Parts of the exercise:
A. Please print everything in the student loan discharge text below from "According to a" down to "in September 2016.", word for word.
B. Decide whether each statement agrees with the student loan discharge text below, and answer yes or no, backing each answer with the deciding words quoted from the text. (i) In August 2021, the Department made discharges available to 115,000 borrowers who attended ITT Technical Institute. (ii) The proposed regulations would drop the requirement that a borrower state they did not complete an eligible institutional teach-out plan. (iii) ITT Technical Institute collapsed in September 2016.

Study text:
■ ■ ■ ■

According to a 2016 Government Accountability Office analysis, 98 percent of reinstated disability discharges occurred because of onerous paperwork requirements—not because they no longer met eligibility requirements for discharges.
Closed School Discharge. Under its closed school discharge authority, ED can clear student loan balances for borrowers who attended institutions that closed shortly after they left the school, provided they did not complete a credential. In August 2021, the Department made discharges available to 115,000 borrowers who attended the now-defunct ITT Technical Institute. ITT notoriously spent years misleading students and defrauding financial aid programs before collapsing in September 2016.
Through the proposed regulations, ED would “clarify and streamline the eligibility requirements for closed school discharges by providing more automatic discharges for borrowers within one year of their college closing.” In addition, the Department would remove the requirement that an applicant borrower affirm they did not complete a comparable program of study at another school. (The regulations would keep in place a requirement that a borrower state they did not complete an eligible institutional teach-out plan performed or arranged by the closed school.)
False Certification. Fall 2021 negotiators reached consensus on proposed language to streamline the process for borrowers whose institutions led them to take on loan debt under false pretenses. Borrowers can demonstrate eligibility for loan discharges under false certification in such cases as when their college:
- Pushes students to take on loan debt to pursue credentials when legal requirements would not allow the student to work in their credential’s professional field.
- Signs loan agreements for students without their knowledge or consent.

■ ■ ■ ■

Entries supplied:
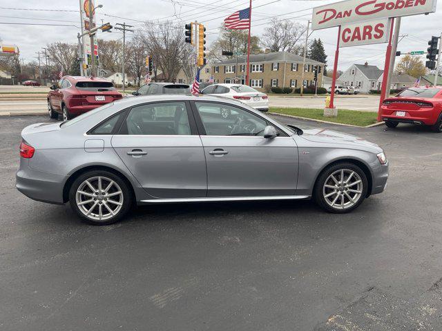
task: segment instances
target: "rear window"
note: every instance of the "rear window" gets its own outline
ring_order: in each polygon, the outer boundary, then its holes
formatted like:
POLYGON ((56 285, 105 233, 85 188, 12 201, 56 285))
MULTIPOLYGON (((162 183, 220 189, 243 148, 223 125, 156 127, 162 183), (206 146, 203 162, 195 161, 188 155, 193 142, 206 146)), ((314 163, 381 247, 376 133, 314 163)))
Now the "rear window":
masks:
POLYGON ((258 93, 258 91, 256 90, 255 90, 254 88, 251 88, 250 86, 247 86, 245 85, 240 85, 238 86, 232 86, 231 88, 232 90, 233 90, 236 92, 240 92, 240 93, 243 93, 243 92, 251 92, 251 93, 258 93))
POLYGON ((404 90, 397 94, 397 97, 415 97, 418 98, 433 98, 441 92, 440 88, 412 88, 404 90))
POLYGON ((114 90, 113 84, 110 81, 79 81, 75 87, 79 90, 114 90))

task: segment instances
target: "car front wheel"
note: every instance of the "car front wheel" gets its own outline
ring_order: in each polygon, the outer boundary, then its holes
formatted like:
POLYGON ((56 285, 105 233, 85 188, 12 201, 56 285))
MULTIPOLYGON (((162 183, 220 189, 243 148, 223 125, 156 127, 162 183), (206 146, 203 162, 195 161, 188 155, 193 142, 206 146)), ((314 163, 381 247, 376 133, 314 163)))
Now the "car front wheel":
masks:
POLYGON ((357 208, 367 197, 368 182, 364 172, 350 163, 326 168, 319 176, 314 194, 316 202, 329 212, 344 214, 357 208))
POLYGON ((119 221, 130 210, 132 197, 128 185, 107 171, 90 171, 80 175, 69 192, 70 205, 84 221, 106 225, 119 221))

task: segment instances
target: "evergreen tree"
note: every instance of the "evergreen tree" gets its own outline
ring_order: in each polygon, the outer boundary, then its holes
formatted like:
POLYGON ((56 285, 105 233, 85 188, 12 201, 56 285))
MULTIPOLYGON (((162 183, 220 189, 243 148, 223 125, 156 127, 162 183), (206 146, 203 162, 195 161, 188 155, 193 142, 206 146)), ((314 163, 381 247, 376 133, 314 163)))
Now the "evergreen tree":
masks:
POLYGON ((318 39, 315 39, 311 42, 307 57, 312 60, 325 63, 324 66, 324 74, 327 74, 327 54, 325 54, 324 44, 320 40, 320 38, 318 39))

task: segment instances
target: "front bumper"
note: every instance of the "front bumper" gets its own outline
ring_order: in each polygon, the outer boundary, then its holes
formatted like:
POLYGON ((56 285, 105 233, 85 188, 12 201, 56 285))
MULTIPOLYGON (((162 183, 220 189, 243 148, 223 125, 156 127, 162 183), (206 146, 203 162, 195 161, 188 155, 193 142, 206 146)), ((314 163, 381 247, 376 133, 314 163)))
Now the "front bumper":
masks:
POLYGON ((15 187, 28 198, 48 203, 64 204, 63 188, 66 177, 35 170, 23 163, 15 175, 15 187))

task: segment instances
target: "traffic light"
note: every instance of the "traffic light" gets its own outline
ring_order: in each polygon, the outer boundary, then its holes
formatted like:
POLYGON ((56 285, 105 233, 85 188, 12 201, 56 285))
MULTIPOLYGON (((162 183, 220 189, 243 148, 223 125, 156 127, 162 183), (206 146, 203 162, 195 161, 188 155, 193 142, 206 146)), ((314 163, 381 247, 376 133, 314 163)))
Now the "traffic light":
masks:
POLYGON ((427 50, 428 51, 428 54, 427 55, 427 59, 428 59, 427 63, 425 63, 425 67, 427 67, 430 70, 436 69, 436 60, 437 58, 437 55, 439 53, 439 50, 437 48, 437 45, 439 43, 439 39, 437 37, 432 37, 431 40, 428 41, 428 45, 430 47, 427 50))
POLYGON ((106 23, 106 24, 103 24, 100 27, 100 29, 102 29, 102 31, 104 32, 111 32, 112 31, 110 31, 110 30, 113 28, 113 26, 112 26, 110 23, 106 23))
POLYGON ((200 23, 198 28, 198 57, 197 60, 197 66, 202 67, 206 64, 206 28, 200 23))
POLYGON ((186 42, 193 45, 193 23, 186 24, 186 42))

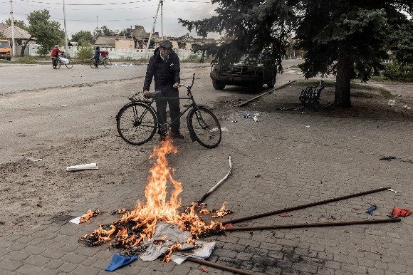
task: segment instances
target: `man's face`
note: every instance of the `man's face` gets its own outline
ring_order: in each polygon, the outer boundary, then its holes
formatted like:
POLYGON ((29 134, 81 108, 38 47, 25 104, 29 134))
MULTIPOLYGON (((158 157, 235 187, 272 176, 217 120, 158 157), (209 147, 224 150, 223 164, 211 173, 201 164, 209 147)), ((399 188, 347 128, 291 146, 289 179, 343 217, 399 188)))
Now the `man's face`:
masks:
POLYGON ((166 58, 168 56, 168 54, 169 54, 169 51, 171 51, 171 49, 160 47, 160 51, 161 52, 161 55, 162 56, 162 57, 166 58))

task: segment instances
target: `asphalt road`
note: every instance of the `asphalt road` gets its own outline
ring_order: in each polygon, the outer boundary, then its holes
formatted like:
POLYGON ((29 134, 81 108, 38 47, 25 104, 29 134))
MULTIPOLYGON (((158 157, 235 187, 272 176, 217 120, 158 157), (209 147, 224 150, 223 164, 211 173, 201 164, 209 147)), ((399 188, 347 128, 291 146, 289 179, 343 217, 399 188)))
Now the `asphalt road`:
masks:
MULTIPOLYGON (((299 62, 286 61, 284 67, 299 62)), ((0 164, 41 157, 31 152, 115 128, 117 111, 127 97, 142 90, 146 71, 144 63, 108 69, 75 64, 72 69, 59 70, 48 65, 0 64, 0 164)), ((256 95, 235 86, 214 90, 208 64, 182 63, 181 68, 182 83, 189 84, 196 73, 192 91, 199 104, 213 108, 223 98, 248 100, 256 95)), ((277 76, 276 87, 301 78, 298 70, 285 71, 277 76)))

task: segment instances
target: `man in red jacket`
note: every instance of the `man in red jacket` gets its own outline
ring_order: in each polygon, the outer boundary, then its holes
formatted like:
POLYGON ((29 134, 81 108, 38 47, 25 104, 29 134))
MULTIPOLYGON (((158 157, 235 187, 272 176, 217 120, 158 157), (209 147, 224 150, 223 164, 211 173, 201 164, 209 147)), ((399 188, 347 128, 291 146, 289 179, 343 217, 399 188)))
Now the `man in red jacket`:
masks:
POLYGON ((52 65, 53 68, 57 68, 56 66, 58 64, 58 59, 59 58, 59 53, 66 53, 66 51, 61 51, 59 49, 58 45, 55 45, 55 47, 52 50, 51 57, 52 57, 52 65))

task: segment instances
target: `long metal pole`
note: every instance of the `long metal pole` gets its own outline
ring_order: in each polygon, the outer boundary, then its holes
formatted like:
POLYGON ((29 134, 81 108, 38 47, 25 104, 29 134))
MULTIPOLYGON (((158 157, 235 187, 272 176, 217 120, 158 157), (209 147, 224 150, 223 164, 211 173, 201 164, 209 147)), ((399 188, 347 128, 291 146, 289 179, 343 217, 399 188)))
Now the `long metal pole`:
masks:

■ ■ ■ ■

Answers provided:
A.
According to a 2016 Government Accountability Office analysis, 98 percent of reinstated disability discharges occurred because of onerous paperwork requirements—not because they no longer met eligibility requirements for discharges.
Closed School Discharge. Under its closed school discharge authority, ED can clear student loan balances for borrowers who attended institutions that closed shortly after they left the school, provided they did not complete a credential. In August 2021, the Department made discharges available to 115,000 borrowers who attended the now-defunct ITT Technical Institute. ITT notoriously spent years misleading students and defrauding financial aid programs before collapsing in September 2016.

B.
(i) Yes: "In August 2021, the Department made discharges available to 115,000 borrowers who attended the now-defunct ITT Technical Institute."
(ii) No: "The regulations would keep in place a requirement that a borrower state they did not complete an eligible institutional teach-out plan performed or arranged by the closed school."
(iii) Yes: "before collapsing in September 2016."